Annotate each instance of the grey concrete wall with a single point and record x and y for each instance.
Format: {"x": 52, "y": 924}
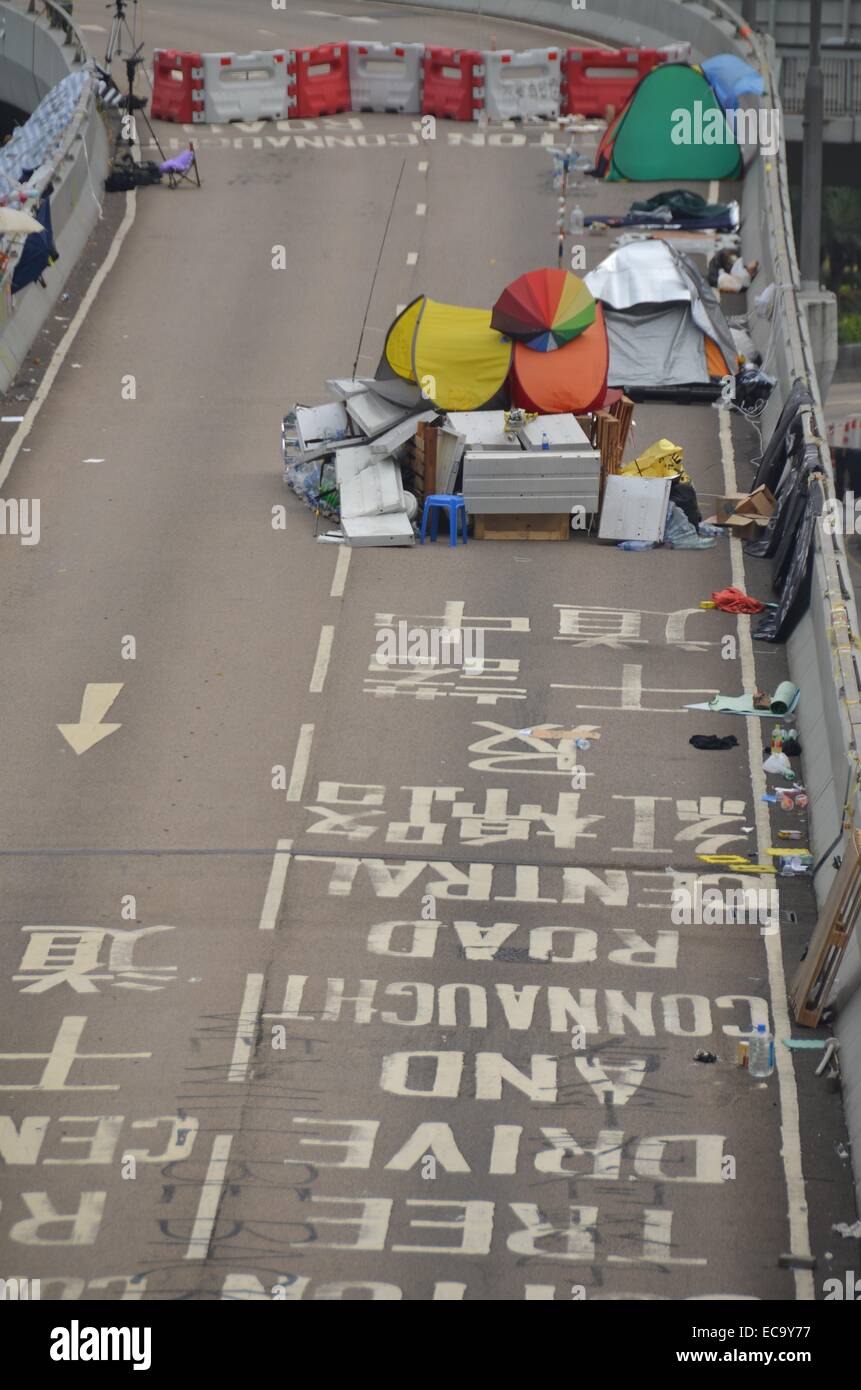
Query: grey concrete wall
{"x": 822, "y": 648}
{"x": 34, "y": 57}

####################

__What the task requires__: Down to the final line, restate the material above word for word, but omit its pictures.

__Task answer__:
Annotate each instance of the grey concrete wall with a single point and record x and y for each instance.
Format: {"x": 52, "y": 924}
Query: grey concrete wall
{"x": 822, "y": 648}
{"x": 34, "y": 57}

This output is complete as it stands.